The request:
Give the data again, word for word.
>>>
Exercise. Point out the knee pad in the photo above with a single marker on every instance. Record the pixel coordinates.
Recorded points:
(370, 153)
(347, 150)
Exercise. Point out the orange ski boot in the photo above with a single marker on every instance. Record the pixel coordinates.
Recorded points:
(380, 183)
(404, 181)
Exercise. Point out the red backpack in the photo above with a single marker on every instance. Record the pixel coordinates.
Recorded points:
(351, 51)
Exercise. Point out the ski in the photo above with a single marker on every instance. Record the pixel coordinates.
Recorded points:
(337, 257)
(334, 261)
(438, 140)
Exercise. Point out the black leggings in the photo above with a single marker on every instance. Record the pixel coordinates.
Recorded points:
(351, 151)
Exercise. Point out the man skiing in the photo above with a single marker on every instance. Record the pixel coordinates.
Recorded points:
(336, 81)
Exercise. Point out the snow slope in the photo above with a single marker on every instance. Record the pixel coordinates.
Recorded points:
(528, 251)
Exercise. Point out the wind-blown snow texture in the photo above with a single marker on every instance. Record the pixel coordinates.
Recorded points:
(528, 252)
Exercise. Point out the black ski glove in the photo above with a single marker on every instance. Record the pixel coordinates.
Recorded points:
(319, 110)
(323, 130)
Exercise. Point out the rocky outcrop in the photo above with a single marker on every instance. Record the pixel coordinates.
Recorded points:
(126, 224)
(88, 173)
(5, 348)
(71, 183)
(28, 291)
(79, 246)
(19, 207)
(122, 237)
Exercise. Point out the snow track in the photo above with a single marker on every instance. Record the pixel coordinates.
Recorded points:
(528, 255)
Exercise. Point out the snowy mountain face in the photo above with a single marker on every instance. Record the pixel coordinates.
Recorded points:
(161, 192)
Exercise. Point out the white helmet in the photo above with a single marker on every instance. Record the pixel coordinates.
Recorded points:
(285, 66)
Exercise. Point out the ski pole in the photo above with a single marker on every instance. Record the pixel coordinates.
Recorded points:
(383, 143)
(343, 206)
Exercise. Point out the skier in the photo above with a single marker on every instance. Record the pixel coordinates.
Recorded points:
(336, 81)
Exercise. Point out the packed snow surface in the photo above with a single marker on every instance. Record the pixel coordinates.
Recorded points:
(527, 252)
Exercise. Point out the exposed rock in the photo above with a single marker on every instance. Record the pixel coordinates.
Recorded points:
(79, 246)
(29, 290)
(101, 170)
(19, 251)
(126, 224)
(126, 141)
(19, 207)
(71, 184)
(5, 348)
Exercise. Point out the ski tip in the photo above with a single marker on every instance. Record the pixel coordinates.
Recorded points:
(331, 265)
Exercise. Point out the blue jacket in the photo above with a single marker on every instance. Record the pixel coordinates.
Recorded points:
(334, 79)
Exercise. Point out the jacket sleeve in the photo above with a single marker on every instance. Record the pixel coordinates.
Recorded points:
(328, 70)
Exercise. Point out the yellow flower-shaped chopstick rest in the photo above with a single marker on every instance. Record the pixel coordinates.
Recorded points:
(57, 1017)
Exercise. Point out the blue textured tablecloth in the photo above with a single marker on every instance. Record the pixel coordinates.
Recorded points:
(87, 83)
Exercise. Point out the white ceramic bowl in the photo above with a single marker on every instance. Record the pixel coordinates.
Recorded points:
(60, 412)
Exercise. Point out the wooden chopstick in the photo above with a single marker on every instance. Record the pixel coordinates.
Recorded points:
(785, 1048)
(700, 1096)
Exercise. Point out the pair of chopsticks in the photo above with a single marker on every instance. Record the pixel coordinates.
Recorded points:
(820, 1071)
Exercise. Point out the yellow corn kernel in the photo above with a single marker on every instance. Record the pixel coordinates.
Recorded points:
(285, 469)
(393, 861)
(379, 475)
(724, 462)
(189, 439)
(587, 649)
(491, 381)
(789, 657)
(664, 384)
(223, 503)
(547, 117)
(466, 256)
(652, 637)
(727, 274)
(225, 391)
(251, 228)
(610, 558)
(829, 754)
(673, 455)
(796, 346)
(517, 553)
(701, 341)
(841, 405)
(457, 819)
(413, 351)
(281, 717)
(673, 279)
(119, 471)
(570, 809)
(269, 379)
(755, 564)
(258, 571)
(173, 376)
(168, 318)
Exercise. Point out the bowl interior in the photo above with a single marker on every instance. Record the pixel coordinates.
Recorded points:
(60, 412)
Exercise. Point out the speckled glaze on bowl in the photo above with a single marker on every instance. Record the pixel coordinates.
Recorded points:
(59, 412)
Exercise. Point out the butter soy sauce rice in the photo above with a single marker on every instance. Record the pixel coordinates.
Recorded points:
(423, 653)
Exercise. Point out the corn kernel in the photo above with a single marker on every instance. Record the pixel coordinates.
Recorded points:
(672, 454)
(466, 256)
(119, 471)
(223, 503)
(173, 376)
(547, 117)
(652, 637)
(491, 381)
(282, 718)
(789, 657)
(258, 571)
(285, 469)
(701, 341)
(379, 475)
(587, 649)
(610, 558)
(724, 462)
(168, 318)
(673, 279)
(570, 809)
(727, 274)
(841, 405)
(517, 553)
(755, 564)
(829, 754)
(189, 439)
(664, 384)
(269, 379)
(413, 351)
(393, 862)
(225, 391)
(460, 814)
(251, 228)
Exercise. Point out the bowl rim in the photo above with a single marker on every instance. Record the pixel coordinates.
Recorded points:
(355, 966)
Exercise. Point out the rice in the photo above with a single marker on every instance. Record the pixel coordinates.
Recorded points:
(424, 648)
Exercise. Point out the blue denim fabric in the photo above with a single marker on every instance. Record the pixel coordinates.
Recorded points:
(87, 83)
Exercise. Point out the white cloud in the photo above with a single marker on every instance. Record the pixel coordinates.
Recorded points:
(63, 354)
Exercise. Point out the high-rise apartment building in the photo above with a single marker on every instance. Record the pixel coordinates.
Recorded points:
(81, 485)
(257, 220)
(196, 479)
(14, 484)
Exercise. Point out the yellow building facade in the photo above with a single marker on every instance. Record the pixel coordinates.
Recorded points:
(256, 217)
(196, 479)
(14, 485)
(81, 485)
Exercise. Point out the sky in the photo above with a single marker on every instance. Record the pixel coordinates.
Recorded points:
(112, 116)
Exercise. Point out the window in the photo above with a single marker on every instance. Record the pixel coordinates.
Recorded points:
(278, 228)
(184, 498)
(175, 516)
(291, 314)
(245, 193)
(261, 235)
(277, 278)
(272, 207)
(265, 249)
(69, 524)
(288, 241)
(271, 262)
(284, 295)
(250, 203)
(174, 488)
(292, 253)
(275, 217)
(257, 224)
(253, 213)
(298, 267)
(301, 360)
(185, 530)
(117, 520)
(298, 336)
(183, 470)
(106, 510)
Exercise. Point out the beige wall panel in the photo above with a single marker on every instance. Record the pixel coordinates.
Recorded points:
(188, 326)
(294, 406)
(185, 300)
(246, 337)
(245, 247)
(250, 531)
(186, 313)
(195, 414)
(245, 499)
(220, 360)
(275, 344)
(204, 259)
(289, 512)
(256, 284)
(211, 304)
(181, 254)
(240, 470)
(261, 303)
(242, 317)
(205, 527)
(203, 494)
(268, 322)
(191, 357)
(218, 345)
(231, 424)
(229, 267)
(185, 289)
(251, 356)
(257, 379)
<<<
Result of this task:
Exercise. Point out the knee pad in the photo above with a single marker on every instance. Record the pixel coordinates.
Recorded points:
(370, 153)
(347, 150)
Exercise. Point out the orange ski boot in the photo above with a single marker on every instance. Record the pixel coordinates.
Recorded points:
(380, 183)
(404, 181)
Exercise. Point out the red backpack in the photo above with a single marker on every instance. Record the pixel coordinates.
Recorded points:
(351, 51)
Exercise. Point out the ski in the photo above with a single marker on every instance. Record the pixel coordinates.
Recorded points:
(337, 257)
(334, 261)
(438, 140)
Exercise. Point out the black leggings in the photo above with a single marker on every instance. Record the pixel coordinates.
Recorded points:
(351, 151)
Exercise. Point out the man skiing in the photo above with a single marker on every instance. Record the pixel coordinates.
Recorded points:
(336, 81)
Exercise. Point out the snow slope in the photo above with a single marker on every instance. Record the pixel coordinates.
Recorded points:
(528, 251)
Exercise. Point out the wind-blown snow texture in the photo above with a single marker on every instance. Record the pixel coordinates.
Recorded points:
(528, 252)
Exercise. Point out the black ski glove in the photo above with a single marker on every instance. Record the pixel coordinates.
Recorded points:
(319, 110)
(323, 130)
Exercise. Point out the rocky outcrop in the photo above with a single marker on every instance. Record the pixel coordinates.
Recorded points:
(126, 224)
(88, 173)
(5, 348)
(71, 183)
(28, 291)
(79, 246)
(19, 207)
(122, 237)
Exercise. Point out the snow track in the photo above with a single marker on every instance. Record the pixel coordinates.
Recorded points:
(528, 255)
Exercise. Point out the snowy mountain face in the photo above with a single marker on every instance. Record the pixel coordinates.
Recorded points:
(161, 192)
Exercise. Point out the white helmet in the photo above with a single marker on every instance. Record the pixel coordinates.
Recorded points:
(285, 66)
Exercise. Point out the ski pole in the photo above with a single marker on every instance. Record the pixel coordinates.
Recorded points:
(383, 143)
(343, 206)
Exercise. Point out the skier in the photo above with a single marker on every instance. Record the pixel coordinates.
Recorded points:
(336, 81)
Exercise. Point out the packed snow surface in the photo above with a single marker on every instance. Record the pixel coordinates.
Recorded points:
(527, 252)
Exercise. Point out the exposed rock in the photo above with a single marker on every instance. Record the pixel coordinates.
Recorded points:
(79, 246)
(29, 290)
(101, 170)
(19, 251)
(126, 224)
(126, 141)
(19, 207)
(71, 184)
(5, 348)
Exercise. Point out the ski tip in the photo above with a single marker on every instance. Record the pixel coordinates.
Recorded points:
(331, 265)
Exercise. Point out the blue jacket in the photo above with a single marker on every instance. Record the pixel coordinates.
Recorded points:
(334, 79)
Exercise. Point out the jacket sleeve in the photo above with a single marker on every instance. Record the pixel coordinates.
Recorded points:
(328, 70)
Exercise. Point out the yellow flower-shaped chopstick rest in the photo above with a single marker on every instance. Record the pixel coordinates.
Recorded points:
(57, 1017)
Exercise. Point out the blue textured tablecloth in the photo above with a single marker on every instance. Record the pixel coordinates.
Recorded points:
(87, 83)
Exercise. Point out the white ceramic bowl in the photo above with a single marker on every instance. Record the pixel coordinates.
Recorded points:
(60, 412)
Exercise. Point out the wooden chopstick in the photo above with a single marker on every instance. Record the pixel coordinates.
Recorded points:
(785, 1048)
(700, 1096)
Exercise. Point out the pair of chopsticks in the photo above with a single marker on every instance. Record the pixel coordinates.
Recorded points:
(820, 1071)
Exercise. Point out the yellow corn kernel in the photo above with a single marker on every instance. Record the pixel coordinates.
Recorded points:
(285, 469)
(393, 861)
(379, 475)
(724, 462)
(189, 439)
(587, 649)
(491, 381)
(789, 657)
(664, 384)
(223, 503)
(547, 117)
(466, 256)
(652, 637)
(727, 274)
(225, 391)
(251, 228)
(610, 558)
(829, 754)
(673, 455)
(796, 346)
(517, 553)
(701, 341)
(841, 405)
(457, 819)
(413, 351)
(281, 717)
(673, 279)
(119, 471)
(570, 809)
(269, 379)
(755, 564)
(258, 571)
(173, 376)
(168, 318)
Exercise. Point out the bowl interior in the photo above with a single marker on every instance. Record the pixel coordinates.
Recorded points:
(60, 412)
Exercise. Point out the speckled glaze on bowl in the photo above with a single marker on every instance. Record the pixel coordinates.
Recorded points:
(59, 412)
Exercise. Point out the butter soy sauce rice in the photo above with a single marker on every instance. Record the pixel coordinates.
Recorded points:
(423, 653)
Exercise. Point out the corn kernel in the photo above with a single marker on every instance. Record the pixel coordinates.
Recorded points:
(672, 454)
(466, 256)
(119, 471)
(223, 503)
(173, 376)
(547, 117)
(652, 637)
(491, 381)
(282, 718)
(789, 657)
(258, 571)
(285, 469)
(701, 341)
(379, 475)
(587, 649)
(610, 558)
(724, 462)
(168, 318)
(673, 279)
(570, 809)
(727, 274)
(841, 405)
(517, 553)
(755, 564)
(829, 754)
(189, 439)
(664, 384)
(269, 379)
(413, 351)
(393, 862)
(225, 391)
(460, 814)
(251, 228)
Exercise. Point out the bowl rim in the photo above with a single marker on every instance. Record the pixel coordinates.
Recorded points:
(355, 966)
Exercise. Point out the rice in the photo above with a single marker on every instance. Record the pixel coordinates.
Recorded points:
(424, 648)
Exercise. Point out the blue denim fabric in the photo above with a single marker on every instance. Record the pixel coordinates.
Recorded points:
(87, 83)
Exercise. Point out the white cloud in the photo above with a single marker on every instance. Record the pixel coordinates.
Recorded points:
(63, 354)
Exercise. Point out the high-rise apartment building in the photo above with a single marker on every instance. Record the pixel coordinates.
Recorded points:
(81, 485)
(257, 220)
(196, 479)
(14, 484)
Exercise. Point out the yellow building facade in the photo above with a single marker on every instance. Record the pixel coordinates.
Recorded points:
(256, 217)
(196, 479)
(14, 485)
(81, 485)
Exercise. Point out the sky in the photo above with a single marker on every instance. Record the pixel coordinates.
Recorded points:
(112, 116)
Exercise. Point out the window in the photo above with a single marker on every instance. Record the pixel coordinates.
Recorded points:
(278, 228)
(184, 498)
(175, 516)
(291, 314)
(245, 193)
(261, 235)
(277, 278)
(272, 207)
(265, 249)
(69, 524)
(288, 241)
(271, 262)
(284, 295)
(250, 203)
(174, 488)
(292, 253)
(275, 217)
(257, 224)
(253, 213)
(298, 267)
(301, 360)
(185, 530)
(117, 520)
(298, 336)
(183, 470)
(106, 510)
Exercise. Point out the beige wall panel in the photo above with a single marker on every instance. Record the pixel coordinates.
Recorded points:
(188, 326)
(294, 406)
(185, 300)
(246, 337)
(245, 247)
(250, 531)
(186, 313)
(195, 414)
(245, 499)
(220, 360)
(275, 344)
(204, 259)
(289, 512)
(256, 284)
(211, 304)
(181, 254)
(240, 470)
(261, 303)
(242, 317)
(205, 527)
(203, 494)
(268, 322)
(191, 357)
(218, 345)
(231, 424)
(229, 267)
(185, 289)
(251, 356)
(257, 379)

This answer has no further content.